---------- EXTRACT TO READ

Antonia Gordiana (born 201) was a prominent, wealthy and noble Roman woman who lived in the troubled and unstable 3rd century. She was the daughter of Roman Emperor Gordian I; sister to Roman Emperor Gordian II and mother to Roman Emperor Gordian III. 
The Augustan History names her as  Maecia Faustina, however modern historians dismiss this name as false. She was most probably born in Rome. Along with her elder brother they were raised and spent their childhoods in the house that Roman Republican General Pompey had built in Rome. Previous owners included Roman Triumvir Mark Antony and Roman Emperor Tiberius. 

After 214, Gordiana married an unnamed Roman Senator. The Augustan History names her husband as Junius Balbus, however modern historians dismiss this name as being incorrect. She bore her husband a son, Marcus Antonius Gordianus Pius (known as Gordian III), who was born on 20 January 225. The birth name of Gordian III is unknown as is his birthplace. The name of Gordian (as we know him) was assumed by Gordiana's son when he became Roman Emperor. Gordiana's husband died before 238.

--------------------
---------- RAW RECORDS

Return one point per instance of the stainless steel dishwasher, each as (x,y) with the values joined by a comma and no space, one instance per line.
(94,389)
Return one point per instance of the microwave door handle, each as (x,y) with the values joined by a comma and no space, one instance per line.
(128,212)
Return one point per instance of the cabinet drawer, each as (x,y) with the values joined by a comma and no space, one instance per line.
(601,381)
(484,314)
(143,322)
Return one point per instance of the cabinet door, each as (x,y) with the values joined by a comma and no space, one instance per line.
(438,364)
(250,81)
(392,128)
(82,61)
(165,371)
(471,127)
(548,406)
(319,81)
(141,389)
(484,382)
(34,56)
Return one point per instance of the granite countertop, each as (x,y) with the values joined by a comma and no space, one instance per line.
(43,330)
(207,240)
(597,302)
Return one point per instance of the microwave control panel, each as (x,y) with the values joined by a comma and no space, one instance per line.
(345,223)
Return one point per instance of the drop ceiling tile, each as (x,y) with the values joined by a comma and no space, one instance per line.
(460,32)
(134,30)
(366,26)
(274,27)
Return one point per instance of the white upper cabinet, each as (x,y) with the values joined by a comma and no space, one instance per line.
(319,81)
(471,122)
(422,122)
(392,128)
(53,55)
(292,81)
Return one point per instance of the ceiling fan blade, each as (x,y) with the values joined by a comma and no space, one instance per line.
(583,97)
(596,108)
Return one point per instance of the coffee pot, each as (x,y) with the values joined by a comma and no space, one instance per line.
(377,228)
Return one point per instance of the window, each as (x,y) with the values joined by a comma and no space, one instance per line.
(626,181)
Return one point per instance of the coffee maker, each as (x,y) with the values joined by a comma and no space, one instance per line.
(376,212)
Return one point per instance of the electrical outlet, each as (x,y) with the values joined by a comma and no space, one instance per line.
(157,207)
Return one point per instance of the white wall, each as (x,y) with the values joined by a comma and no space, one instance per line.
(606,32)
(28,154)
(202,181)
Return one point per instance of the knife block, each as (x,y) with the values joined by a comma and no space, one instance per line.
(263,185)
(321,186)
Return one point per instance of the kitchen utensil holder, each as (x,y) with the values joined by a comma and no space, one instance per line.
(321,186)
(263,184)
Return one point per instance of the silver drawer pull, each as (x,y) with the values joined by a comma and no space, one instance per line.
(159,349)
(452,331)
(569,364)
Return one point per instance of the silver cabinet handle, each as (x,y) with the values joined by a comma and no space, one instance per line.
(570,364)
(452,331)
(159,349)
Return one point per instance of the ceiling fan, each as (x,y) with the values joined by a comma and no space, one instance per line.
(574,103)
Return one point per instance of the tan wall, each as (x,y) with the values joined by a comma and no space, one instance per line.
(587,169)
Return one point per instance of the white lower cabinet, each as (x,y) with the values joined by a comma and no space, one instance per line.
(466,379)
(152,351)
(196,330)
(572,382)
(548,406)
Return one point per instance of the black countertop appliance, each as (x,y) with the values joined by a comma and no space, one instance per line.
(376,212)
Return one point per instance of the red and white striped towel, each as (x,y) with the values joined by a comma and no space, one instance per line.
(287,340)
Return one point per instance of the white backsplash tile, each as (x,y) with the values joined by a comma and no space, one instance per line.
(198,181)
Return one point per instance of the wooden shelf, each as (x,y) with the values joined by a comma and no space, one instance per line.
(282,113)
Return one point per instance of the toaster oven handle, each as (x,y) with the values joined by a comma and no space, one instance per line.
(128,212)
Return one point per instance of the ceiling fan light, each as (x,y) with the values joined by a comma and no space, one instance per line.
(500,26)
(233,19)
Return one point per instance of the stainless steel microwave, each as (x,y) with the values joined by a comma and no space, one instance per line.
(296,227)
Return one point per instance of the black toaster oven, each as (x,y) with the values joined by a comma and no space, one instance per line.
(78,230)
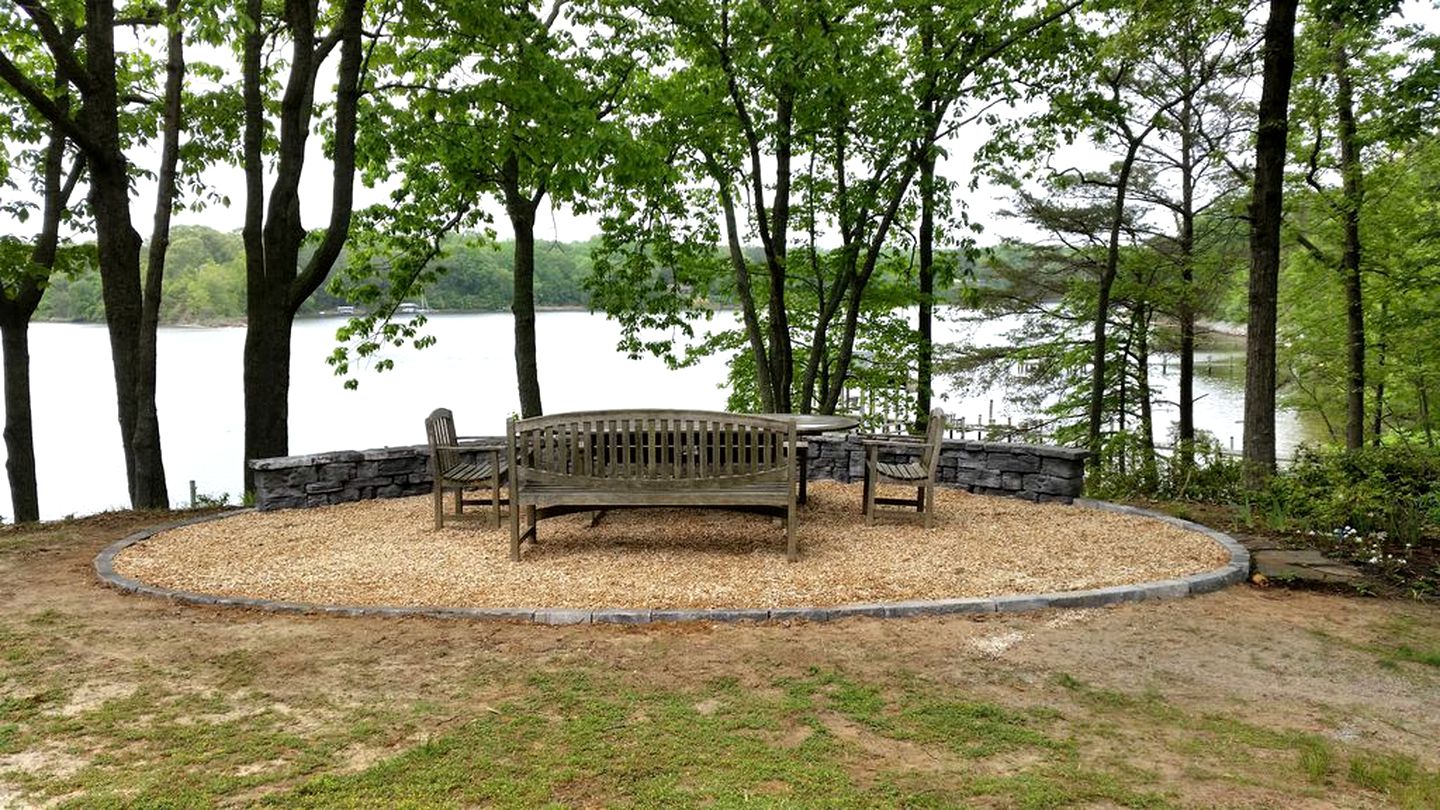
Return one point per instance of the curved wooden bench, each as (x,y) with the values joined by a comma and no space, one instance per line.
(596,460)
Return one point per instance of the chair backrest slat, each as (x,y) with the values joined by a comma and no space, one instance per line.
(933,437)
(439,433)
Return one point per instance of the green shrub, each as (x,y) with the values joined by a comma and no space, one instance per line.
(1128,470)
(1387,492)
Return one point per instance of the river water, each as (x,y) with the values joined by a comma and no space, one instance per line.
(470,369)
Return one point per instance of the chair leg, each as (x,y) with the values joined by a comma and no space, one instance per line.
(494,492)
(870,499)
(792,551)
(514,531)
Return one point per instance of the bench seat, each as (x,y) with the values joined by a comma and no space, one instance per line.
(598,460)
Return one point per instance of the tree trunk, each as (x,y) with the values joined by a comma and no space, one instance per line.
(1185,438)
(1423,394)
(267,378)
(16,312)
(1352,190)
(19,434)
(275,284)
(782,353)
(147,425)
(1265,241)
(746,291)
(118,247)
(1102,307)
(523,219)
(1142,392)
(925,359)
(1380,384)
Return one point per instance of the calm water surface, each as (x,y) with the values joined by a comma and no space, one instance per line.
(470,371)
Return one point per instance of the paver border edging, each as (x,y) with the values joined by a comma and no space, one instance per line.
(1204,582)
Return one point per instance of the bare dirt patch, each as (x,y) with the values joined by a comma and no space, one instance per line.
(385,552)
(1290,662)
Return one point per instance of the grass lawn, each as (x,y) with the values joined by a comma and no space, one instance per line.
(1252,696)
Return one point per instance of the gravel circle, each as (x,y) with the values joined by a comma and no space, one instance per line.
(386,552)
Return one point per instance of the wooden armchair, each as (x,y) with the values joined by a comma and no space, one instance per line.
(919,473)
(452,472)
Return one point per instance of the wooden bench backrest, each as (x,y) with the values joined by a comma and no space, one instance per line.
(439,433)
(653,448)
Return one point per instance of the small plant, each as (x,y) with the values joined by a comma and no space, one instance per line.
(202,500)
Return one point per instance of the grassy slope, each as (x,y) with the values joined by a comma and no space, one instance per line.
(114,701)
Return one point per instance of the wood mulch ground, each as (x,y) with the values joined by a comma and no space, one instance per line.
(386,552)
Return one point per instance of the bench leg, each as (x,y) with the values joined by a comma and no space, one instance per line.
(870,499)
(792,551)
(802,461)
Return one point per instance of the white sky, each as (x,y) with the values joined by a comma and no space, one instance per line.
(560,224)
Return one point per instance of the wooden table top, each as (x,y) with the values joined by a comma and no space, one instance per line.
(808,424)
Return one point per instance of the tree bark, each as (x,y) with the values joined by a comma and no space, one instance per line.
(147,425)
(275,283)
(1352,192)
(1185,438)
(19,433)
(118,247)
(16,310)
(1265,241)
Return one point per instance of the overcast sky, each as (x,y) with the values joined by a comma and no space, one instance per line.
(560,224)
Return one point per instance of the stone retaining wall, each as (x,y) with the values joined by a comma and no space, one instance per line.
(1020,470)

--------------------
---------- RAW RECORDS

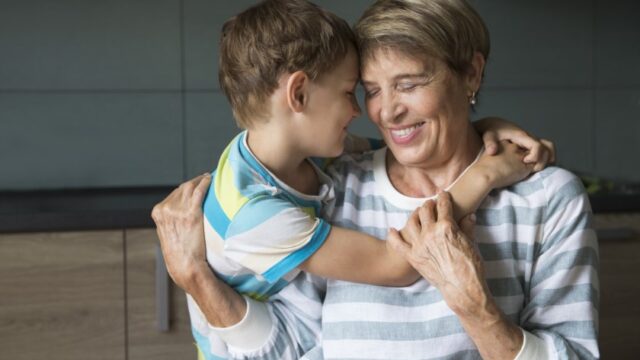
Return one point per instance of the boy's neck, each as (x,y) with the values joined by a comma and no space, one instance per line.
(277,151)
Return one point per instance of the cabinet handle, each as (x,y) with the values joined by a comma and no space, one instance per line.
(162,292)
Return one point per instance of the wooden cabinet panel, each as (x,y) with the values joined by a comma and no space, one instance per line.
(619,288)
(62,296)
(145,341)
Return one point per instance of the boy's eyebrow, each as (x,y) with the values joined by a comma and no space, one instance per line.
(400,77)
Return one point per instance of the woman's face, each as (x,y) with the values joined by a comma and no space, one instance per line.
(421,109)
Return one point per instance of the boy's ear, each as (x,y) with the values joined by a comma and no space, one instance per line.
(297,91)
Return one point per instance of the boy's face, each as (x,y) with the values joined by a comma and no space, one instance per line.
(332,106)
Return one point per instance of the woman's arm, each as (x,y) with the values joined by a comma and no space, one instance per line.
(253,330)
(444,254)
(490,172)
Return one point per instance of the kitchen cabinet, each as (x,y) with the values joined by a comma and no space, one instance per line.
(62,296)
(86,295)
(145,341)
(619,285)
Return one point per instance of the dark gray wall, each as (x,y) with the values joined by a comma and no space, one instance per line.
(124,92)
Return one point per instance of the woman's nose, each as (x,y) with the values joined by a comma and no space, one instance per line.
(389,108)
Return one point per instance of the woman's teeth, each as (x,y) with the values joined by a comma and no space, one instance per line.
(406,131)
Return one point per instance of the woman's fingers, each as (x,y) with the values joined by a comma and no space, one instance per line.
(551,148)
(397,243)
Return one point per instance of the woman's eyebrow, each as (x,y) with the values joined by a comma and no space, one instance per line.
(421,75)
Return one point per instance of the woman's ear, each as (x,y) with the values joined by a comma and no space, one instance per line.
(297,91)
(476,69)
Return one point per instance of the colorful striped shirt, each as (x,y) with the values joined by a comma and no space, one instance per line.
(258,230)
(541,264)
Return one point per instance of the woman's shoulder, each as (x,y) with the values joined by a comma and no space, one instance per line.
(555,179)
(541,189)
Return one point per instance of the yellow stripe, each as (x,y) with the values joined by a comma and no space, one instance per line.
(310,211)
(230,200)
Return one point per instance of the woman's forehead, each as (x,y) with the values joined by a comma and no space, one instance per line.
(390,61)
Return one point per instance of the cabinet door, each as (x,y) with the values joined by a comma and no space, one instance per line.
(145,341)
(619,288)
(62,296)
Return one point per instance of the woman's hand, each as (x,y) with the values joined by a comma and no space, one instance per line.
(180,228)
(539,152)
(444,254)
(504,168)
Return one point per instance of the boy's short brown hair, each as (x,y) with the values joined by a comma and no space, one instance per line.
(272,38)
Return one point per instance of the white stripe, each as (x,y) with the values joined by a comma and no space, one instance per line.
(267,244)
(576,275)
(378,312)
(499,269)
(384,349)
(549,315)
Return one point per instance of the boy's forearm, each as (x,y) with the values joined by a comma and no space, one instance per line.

--------------------

■ **TO-DO LIST**
1. According to the passage about Antonia Gordiana, on what date was her son Gordian III born?
2. Reproduce the passage about Antonia Gordiana word for word, starting at "The Augustan History names her as" and ending at "Roman Emperor Tiberius.".
3. Carry on the passage about Antonia Gordiana from where it stops.

■ **THE ANSWERS**
1. 20 January 225

2.
The Augustan History names her as  Maecia Faustina, however modern historians dismiss this name as false. She was most probably born in Rome. Along with her elder brother they were raised and spent their childhoods in the house that Roman Republican General Pompey had built in Rome. Previous owners included Roman Triumvir Mark Antony and Roman Emperor Tiberius.

3.
After the brief reigns of her father and brother, the Roman Senate in April appointed Balbinus and Pupienus as joint emperors. During the brief reign of Balbinus and Pupienus, her son became popular with Roman citizens and the joint emperors were forced to adopt her son as their heir. On 29 July 238, Balbinus and Pupienus were both murdered by the Praetorian Guard and later that day her son became the new Roman Emperor. There is a possibility that Gordiana might have bribed the Guards to murder the joint emperors, so that her son could become emperor. 

To keep in the favour of the Roman Senate, Gordian III assumed the name of his maternal grandfather and maternal uncle. The political factions that supported Gordiana's father and brother, also supported her son. Through them, she was able to assist her son in directing affairs and together they sought to reform policies covering administration, fiscal affairs, and the Roman army. Efforts were made to limit the taxes on the Roman wealthy and notable. Attention was directed to strengthening defences along the empire's borders and Roman governors were prosecuted if they abused Roman taxes and their powers in governing the provinces. 

In 241, her son appointed the able and efficient Timesitheus as prefect of the Praetorian Guard. Later, in May of that year, Gordian married Timesitheus’ daughter Tranquillina, who became Roman Empress. Timesitheus died in 243, and Gordian appointed the ambitious Philip the Arab as the new prefect. In February 244, Gordian died of unknown causes. Gordian either died in battle or was possibly murdered on the orders of Philip.  Philip was then proclaimed the new emperor. Gordian III's wife and daughter survived him. The fate of Gordiana after her son's death is unknown.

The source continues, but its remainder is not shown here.